Description of the task: Please write out all of the records below exactly as they appear.

Data items:
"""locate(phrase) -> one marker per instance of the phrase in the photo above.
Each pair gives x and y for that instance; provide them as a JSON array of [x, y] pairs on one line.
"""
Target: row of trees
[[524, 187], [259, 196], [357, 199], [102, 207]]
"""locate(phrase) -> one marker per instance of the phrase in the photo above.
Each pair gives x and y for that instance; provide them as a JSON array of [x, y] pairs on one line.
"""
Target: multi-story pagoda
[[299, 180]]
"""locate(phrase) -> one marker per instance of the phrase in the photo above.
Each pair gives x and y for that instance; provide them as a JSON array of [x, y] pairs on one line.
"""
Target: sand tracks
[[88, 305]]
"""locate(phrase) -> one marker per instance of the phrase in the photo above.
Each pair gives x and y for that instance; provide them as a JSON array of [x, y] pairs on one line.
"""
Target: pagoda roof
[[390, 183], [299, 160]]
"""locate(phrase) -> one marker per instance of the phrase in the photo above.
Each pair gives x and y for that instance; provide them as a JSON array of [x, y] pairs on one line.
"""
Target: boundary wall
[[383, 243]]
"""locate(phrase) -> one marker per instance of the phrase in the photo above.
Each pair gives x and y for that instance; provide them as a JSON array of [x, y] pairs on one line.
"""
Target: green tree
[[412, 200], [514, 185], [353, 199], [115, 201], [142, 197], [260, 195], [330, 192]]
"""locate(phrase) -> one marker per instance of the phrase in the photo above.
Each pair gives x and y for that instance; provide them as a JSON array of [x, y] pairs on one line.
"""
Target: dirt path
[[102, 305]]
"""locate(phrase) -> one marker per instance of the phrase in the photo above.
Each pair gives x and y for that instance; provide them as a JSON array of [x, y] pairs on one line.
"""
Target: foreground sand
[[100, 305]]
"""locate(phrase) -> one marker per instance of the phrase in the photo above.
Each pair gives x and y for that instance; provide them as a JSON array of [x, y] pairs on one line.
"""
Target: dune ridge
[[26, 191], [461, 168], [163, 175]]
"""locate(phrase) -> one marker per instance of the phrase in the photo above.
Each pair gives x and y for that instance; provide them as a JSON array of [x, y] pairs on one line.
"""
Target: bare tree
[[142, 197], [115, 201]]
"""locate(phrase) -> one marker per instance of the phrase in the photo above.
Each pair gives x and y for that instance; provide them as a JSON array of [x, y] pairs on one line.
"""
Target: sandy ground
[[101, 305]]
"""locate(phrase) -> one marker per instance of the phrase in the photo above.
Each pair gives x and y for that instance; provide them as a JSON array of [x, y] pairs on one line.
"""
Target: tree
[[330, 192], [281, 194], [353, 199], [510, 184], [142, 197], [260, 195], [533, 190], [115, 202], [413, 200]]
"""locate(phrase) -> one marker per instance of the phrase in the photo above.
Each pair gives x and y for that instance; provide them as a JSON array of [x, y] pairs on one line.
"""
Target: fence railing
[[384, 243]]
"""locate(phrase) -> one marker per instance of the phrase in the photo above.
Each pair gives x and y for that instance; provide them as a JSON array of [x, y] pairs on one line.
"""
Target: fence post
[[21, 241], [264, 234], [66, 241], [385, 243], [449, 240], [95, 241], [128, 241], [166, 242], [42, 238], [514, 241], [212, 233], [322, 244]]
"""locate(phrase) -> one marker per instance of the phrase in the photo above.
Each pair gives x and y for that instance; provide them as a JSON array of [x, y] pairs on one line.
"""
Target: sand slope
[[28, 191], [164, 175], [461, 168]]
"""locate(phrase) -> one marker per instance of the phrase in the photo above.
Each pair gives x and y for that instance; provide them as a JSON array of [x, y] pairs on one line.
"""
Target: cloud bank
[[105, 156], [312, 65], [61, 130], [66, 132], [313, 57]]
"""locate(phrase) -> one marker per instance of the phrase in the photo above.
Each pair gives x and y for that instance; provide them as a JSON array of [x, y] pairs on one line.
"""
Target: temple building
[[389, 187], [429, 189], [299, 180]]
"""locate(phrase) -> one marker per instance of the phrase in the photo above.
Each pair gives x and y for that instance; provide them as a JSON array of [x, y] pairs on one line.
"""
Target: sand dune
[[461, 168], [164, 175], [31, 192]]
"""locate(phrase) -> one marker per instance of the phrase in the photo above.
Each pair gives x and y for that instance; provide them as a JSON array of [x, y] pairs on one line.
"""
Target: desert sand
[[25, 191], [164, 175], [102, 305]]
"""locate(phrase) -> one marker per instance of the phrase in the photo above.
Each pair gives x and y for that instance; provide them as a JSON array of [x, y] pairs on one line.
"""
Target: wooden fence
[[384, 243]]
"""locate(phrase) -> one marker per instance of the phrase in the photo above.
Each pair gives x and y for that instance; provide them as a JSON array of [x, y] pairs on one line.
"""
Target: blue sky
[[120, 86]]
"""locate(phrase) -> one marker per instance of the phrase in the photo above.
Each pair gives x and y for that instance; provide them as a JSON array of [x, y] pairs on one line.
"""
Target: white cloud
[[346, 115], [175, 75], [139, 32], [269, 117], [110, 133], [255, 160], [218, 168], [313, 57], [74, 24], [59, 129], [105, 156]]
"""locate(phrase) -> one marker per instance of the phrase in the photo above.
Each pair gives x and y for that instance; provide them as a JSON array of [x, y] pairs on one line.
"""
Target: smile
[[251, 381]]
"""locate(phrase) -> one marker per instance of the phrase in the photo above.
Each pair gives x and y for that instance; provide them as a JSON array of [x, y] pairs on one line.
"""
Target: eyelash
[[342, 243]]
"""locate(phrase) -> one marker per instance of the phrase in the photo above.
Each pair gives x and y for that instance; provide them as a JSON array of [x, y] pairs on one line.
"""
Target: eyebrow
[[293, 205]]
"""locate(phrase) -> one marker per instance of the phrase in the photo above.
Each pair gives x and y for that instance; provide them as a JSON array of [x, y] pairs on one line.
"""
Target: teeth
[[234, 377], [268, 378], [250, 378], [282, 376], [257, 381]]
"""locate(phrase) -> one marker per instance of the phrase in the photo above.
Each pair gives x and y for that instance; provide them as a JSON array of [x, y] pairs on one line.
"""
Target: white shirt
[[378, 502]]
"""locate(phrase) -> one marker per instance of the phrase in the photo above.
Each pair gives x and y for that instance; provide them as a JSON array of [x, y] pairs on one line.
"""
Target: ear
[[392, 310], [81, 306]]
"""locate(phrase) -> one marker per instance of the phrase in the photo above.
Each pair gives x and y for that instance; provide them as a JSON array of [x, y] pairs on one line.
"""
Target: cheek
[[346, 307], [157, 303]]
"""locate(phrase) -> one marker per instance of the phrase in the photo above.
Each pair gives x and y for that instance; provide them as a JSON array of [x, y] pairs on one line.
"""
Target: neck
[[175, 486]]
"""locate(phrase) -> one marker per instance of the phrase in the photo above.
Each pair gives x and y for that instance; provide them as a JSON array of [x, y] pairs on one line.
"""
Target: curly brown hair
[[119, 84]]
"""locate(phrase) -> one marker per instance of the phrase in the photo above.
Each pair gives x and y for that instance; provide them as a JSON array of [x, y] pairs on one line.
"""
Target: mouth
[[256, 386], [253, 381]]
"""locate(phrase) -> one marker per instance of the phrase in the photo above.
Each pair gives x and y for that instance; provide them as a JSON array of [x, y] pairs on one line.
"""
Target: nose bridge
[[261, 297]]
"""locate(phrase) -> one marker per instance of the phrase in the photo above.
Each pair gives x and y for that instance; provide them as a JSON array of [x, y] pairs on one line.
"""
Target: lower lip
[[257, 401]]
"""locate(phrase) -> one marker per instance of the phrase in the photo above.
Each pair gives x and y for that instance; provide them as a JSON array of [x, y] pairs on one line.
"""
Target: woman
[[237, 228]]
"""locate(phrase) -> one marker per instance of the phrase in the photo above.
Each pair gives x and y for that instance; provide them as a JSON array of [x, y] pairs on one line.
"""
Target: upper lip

Reply:
"""locate(phrase) -> one marker per instance of the phrase in the photo above.
Each pair gives x and y for that instance; provide them as a JSON array of [x, y] pairs on one line.
"""
Target: row of trees
[[524, 187], [259, 196], [357, 199], [102, 207]]
"""locate(phrase) -> one marker per instance of the phrase in the photo above.
Each pair gives x and y for that instance; provide them as a JSON array of [x, y] pairs on one line.
"""
Target: multi-story pagoda
[[299, 180]]
"""locate(phrase) -> one marker per instance of the phrase in the photo above.
Each pair gives x and y for that instance; provide them as a JSON array of [x, y] pairs on one line.
"""
Target: sand tracks
[[88, 305]]
"""locate(phrase) -> one marker per instance of the phrase in the photo above.
Each pair gives x and y for that instance; provide them as a JSON array of [x, y] pairs on one line.
"""
Target: pagoda roof
[[390, 183], [299, 160]]
"""locate(phrase) -> one marker per instance of the phrase in the photo above.
Each pair gives x and y for that instance; provide them as a JSON array of [x, y] pairs on one line.
"""
Target: boundary wall
[[383, 243]]
"""locate(phrase) -> one marker per instance of the phrase in the photo above.
Each pair gives x and y for that instance; provide them as a JSON array of [x, y] pairs on one line.
"""
Target: green tree
[[412, 200], [514, 185], [353, 199], [115, 201], [142, 197], [260, 195], [330, 192]]
"""locate(phrase) -> one marker per instance of the phrase in the photo above.
Each pair gives x and y for that instance; provide them as a JSON array of [x, y] pairs on one line.
"""
Target: dirt path
[[102, 305]]
"""locate(phrase) -> one marker per instance of the phrase in the photo above.
Each pair gives x and y for that instance; provide them as a JSON array of [x, y] pairs on one line.
"""
Target: foreground sand
[[100, 305]]
"""locate(phrase) -> one marker per instance of the phrase in the photo above.
Each pair gives x and y for that instance; provide them as a JSON array of [x, y] pairs on one line.
"""
Target: dune ridge
[[26, 191], [461, 168], [163, 175]]
"""locate(phrase) -> one marker per instance of the phrase in the photo above.
Each pair gives x and y for that instance; provide them as a JSON array of [x, y] pairs on one line.
"""
Target: bare tree
[[142, 197], [115, 201]]
"""locate(phrase) -> one marker per instance of the phrase in the photo above.
Each pair gives x and y for that instance; provide them as a JSON array of [x, y] pairs on one line.
"""
Target: sandy ground
[[101, 305]]
"""locate(phrase) -> one marker per instance of the phrase in the photo above.
Each pair gives x and y for that instance; provide them as a JSON array of [x, y] pairs on one line.
"""
Target: tree
[[330, 192], [281, 194], [353, 199], [510, 184], [142, 197], [260, 195], [533, 190], [115, 202], [413, 200]]
"""locate(phrase) -> one marker per instance of the phrase in the photo above.
Each pair gives x and y for that instance; provide them as a JSON array of [x, y] pairs on one line.
"""
Target: fence railing
[[384, 243]]
"""locate(phrase) -> one marker per instance of the phrase in the photo above.
Each pair gives x and y for that instance; provide them as a JSON array of [x, y] pairs on one line.
"""
Target: fence post
[[21, 241], [264, 234], [66, 241], [385, 243], [449, 240], [95, 241], [128, 241], [166, 242], [42, 238], [514, 241], [212, 233], [322, 244]]
"""locate(phrase) -> one marker per instance of the phrase in the photo above.
Each pair gives x and y for that instance; provide them as a JSON array of [x, y] pairs on one line.
"""
Target: sand slope
[[28, 191], [164, 175], [461, 168]]
"""locate(phrase) -> one marker per instance of the phrase in the photo above.
Each pair gives x and y for that instance; provide them as a JSON array of [x, y] pairs on one line.
"""
Target: cloud bank
[[105, 156], [312, 65], [61, 130], [66, 132], [313, 57]]
"""locate(phrase) -> one marker per instance of the phrase in the photo above.
Each pair gives x and y for that instance; provide them as a JSON array of [x, y] pairs on one line.
"""
Target: temple building
[[389, 187], [429, 189], [299, 180]]
"""locate(phrase) -> one marker per instance of the phrase in the photo above.
Each pair gives x and y for that instance; provide them as a JSON array of [x, y] pairs on one line.
"""
Target: sand dune
[[461, 168], [164, 175], [31, 192]]
"""locate(phrase) -> one marker per instance of the phrase in the photo above.
Each pair gives x and y for that instance; provide them as a JSON array of [x, y] pairs on one line.
"""
Target: desert sand
[[25, 191], [164, 175], [102, 305]]
"""locate(phrase) -> one marker per instance of the phrase in the photo above.
Each pair gives x and y for that instance; provide them as a JSON array of [x, y] pairs on one line.
"""
Target: wooden fence
[[384, 243]]
"""locate(phrase) -> one marker per instance of the phrase in the photo above.
Each pair gives x and y for that instance; provide them as a JSON array of [x, y] pairs on one line.
"""
Target: blue sky
[[120, 86]]
"""locate(phrase) -> one marker per instance of the phrase in the photo above.
Each pair gives x and y for that instance; provide them as a JSON array of [x, y] pairs on one line.
"""
Target: white cloud
[[346, 115], [175, 75], [139, 32], [269, 117], [110, 133], [255, 160], [218, 168], [313, 57], [74, 24], [59, 129], [105, 156]]
"""locate(phrase) -> one marker per instance of the phrase in the photo above.
Each pair gives x and y for that instance; provide them as a JSON array of [x, y] pairs on one line.
"""
Target: smile
[[251, 381]]
"""locate(phrase) -> one marker per instance of the phrase in the photo above.
Each pair gives x and y for that instance; provide them as a JSON array of [x, y] pairs on one line.
"""
Target: eyelash
[[342, 243]]
"""locate(phrase) -> one marker per instance of the phrase in the photo above.
Each pair gives x and y for that instance; provide them as a JSON array of [x, y] pairs on one line.
"""
Target: eyebrow
[[293, 205]]
"""locate(phrase) -> one marker per instance of the phrase in the photo above.
Each pair gives x and y for that instance; provide them as a JSON array of [x, y] pairs on one line.
"""
Target: teeth
[[234, 377], [268, 378], [250, 378], [282, 376], [257, 381]]
"""locate(phrase) -> one marker per instance of the phrase in the photo above.
Each pair gives x and y for that instance; provide them as a JSON array of [x, y] pairs on one line.
"""
Target: white shirt
[[378, 502]]
"""locate(phrase) -> one marker per instance of the phrase in the photo above.
Each pair gives x and y for that instance; provide them as a JSON array of [x, y] pairs on one line.
"""
Target: ear
[[392, 310], [81, 306]]
"""locate(phrase) -> one marker per instance of the phrase in the photo above.
Each pair gives x and y for that instance; provide them as a JSON array of [x, y] pairs on one line.
"""
Target: cheek
[[346, 307], [157, 303]]
"""locate(phrase) -> one marker per instance of the phrase in the photo above.
Each pair gives x and y for that instance; provide them as a JSON array of [x, y] pairs on one line.
"""
Target: neck
[[175, 486]]
"""locate(phrase) -> one marker per instance of the phrase in the photo above.
Each pair gives x and y for that instance; provide them as a JSON array of [x, y] pairs on one line.
"""
Target: curly brown hair
[[119, 84]]
"""locate(phrase) -> one marker per instance of the phrase in the photo above.
Each pair gives x and y for that instance; provide them as a JSON array of [x, y] pairs on one line.
"""
Target: mouth
[[256, 386], [253, 381]]
"""locate(phrase) -> one marker per instance of the phrase in the photo above.
Each pair gives x and y for that instance; provide them as a JSON array of [x, y] pairs on one line.
"""
Target: nose bridge
[[261, 297]]
"""locate(phrase) -> one marker per instance of the phrase in the photo above.
Each pair gives x and y for that instance; provide them as a JSON array of [x, y] pairs on one line.
"""
Target: lower lip
[[257, 401]]
"""locate(phrase) -> one marker per instance of the phrase in the photo above.
Each pair gives x and y for that instance; provide them as a JSON array of [x, y] pairs on one line.
"""
Target: woman
[[237, 228]]
"""locate(phrase) -> one marker per instance of the phrase in the photo above.
Each pair gives x and y for that instance; provide them as a JSON array of [x, y] pairs on one line.
"""
Target: upper lip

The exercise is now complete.